====== 本文抜粋 ======

SUPER GTがJGTCとして始まった当初から存在する『ウエイト ハンデ』
導入目的は、より多くの参加者に勝利の機会をもたらしてレースを面白く
することと、開発してもハンデで抑えこむからやるだけ無駄=予算を
使い過ぎないようにする、の2点と言えます。
 順位によるハンデ以外にも数々の特例で設けられたハンデ制度は
時に批判や軋轢を生みましたが、GTはハンデ制レースだからこそここまで
発展してきたと思いますし、それなりに機能もしてきたでしょう。

 ただ、最近のレースを見ていると、果たしてGT500に関してはまだ
この制度が必要なのか疑問に感じています。

 今年の最終戦、GT500のレース終盤は路面が乾いてドライのレースとなり、
SC開け以降は4台の僅差の争いで、この中には3車種が全て含まれていました。
最終的には上位6台が4.3秒差でゴールしています。
もてぎは空力性能があまり影響せず、普段性能で劣るNSX CONCEPT-GTに
とっても戦いやすい環境というのもありましたが、別にハンデがなくても
面白いレースになるんじゃないかという思いが強まりました。
 何せ今の車、というかその前のいわゆる『'09規定』から車両の寸法や
エンジン企画は同じで、極端な性能差はないわけですから。

 今の車は最低重量1020kgで、最大で50kgまでのウエイトを運転席(車両左側)の
下に積むことになっています。故にいわゆる『ウエイト感度』と呼ばれるものが
非常に大きくなっています。
 一方で安全上の問題から(DTM由来のモノコックは剛性が従来SGTで
使用していたものより弱い)現行規定では51kg以上のハンデに対しては
50kg分を燃料流量リストリクターに変換、通常100kg/hの流量を91.5kgに
絞ることでハンデとしています。が、これが富士では強烈に影響する一方で
テクニカルなコースだとあんまり変わらん、ていうか45kgとかのほうが
絶対キツイ、という問題が指摘されています。

====== 掲載エントリー ======

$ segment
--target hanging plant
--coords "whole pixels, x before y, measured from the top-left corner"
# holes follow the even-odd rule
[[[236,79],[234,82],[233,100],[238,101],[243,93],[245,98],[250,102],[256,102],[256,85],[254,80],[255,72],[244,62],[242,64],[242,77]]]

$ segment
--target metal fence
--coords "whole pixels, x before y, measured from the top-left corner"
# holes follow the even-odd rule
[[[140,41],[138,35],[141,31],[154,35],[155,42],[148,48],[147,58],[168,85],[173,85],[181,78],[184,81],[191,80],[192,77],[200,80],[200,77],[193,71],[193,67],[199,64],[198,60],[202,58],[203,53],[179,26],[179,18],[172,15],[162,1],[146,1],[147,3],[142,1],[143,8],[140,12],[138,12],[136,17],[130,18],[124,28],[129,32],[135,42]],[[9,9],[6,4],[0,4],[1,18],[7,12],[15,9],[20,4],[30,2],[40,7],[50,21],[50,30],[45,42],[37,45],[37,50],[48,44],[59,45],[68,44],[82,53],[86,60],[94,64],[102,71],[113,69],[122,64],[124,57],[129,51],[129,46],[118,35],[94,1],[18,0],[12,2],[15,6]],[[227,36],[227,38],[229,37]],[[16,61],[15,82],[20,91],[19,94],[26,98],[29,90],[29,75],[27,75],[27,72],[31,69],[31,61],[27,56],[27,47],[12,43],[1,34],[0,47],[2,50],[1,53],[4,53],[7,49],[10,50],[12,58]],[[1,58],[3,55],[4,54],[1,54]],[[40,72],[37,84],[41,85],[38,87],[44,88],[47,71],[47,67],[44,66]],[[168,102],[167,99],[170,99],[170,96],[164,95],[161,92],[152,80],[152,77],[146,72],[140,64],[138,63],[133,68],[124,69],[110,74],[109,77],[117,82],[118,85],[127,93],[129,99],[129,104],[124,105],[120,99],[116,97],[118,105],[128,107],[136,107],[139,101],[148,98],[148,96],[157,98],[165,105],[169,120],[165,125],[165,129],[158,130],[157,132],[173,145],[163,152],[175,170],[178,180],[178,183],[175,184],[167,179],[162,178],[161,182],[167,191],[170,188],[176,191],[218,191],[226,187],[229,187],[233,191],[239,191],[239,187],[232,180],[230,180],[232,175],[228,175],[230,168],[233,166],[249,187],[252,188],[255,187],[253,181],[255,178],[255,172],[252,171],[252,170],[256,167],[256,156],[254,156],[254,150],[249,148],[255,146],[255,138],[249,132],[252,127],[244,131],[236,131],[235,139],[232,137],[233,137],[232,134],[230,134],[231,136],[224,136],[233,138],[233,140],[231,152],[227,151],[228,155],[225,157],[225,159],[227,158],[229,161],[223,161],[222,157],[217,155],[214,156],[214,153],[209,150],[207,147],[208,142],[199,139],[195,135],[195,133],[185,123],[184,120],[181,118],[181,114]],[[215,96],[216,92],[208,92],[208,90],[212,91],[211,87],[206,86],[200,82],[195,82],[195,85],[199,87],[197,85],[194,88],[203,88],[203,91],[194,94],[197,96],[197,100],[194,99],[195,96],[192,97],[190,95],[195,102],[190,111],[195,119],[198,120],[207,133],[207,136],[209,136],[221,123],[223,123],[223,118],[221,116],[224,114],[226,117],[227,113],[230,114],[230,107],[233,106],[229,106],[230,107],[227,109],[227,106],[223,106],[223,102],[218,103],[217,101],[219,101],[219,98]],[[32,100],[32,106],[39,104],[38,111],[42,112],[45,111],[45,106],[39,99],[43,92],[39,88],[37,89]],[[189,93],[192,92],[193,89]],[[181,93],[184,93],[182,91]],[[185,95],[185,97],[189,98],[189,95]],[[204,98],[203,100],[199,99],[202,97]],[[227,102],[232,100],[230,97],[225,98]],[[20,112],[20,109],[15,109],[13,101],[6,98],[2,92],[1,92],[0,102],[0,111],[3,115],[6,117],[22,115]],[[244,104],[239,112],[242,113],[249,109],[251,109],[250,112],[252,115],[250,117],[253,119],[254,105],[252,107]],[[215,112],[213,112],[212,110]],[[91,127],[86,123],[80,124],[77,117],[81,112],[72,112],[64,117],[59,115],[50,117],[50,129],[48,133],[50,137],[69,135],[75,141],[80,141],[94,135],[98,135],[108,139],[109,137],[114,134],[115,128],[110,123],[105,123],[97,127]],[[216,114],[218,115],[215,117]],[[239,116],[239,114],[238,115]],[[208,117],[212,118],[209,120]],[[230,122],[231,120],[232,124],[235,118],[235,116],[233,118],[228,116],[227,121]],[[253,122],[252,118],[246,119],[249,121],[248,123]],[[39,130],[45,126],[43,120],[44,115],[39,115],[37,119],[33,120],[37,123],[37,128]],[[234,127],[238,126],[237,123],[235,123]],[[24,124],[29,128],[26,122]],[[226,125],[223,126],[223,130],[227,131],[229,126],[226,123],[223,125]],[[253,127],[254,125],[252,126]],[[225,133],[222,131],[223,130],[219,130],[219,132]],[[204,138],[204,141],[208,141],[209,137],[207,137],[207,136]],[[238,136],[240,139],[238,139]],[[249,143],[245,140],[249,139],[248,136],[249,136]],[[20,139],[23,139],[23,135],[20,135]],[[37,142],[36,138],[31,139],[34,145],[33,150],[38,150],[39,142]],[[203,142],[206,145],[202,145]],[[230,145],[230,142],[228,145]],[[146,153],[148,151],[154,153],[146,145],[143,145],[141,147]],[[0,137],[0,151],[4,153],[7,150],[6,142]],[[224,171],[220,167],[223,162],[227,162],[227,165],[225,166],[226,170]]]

======

**設定課題**
(1) 本文抜粋の内容を2文で要約してください。
(2) 本文抜粋によると、現行の車ではウエイトを車両のどこに積むことになっていますか。

**記述回答**
(1) SUPER GTのウエイトハンデは、より多くの参加者に勝利の機会をもたらしてレースを面白くし、予算の使い過ぎを防ぐ目的で導入されました。批判や軋轢を生みつつもそれなりに機能してきたとされますが、最終戦で上位6台が4.3秒差でゴールしたことや、車両寸法やエンジン規定が同じで極端な性能差がないことから、筆者はGT500でこの制度がまだ必要なのか疑問に感じています。

(2) 運転席（車両左側）の下です。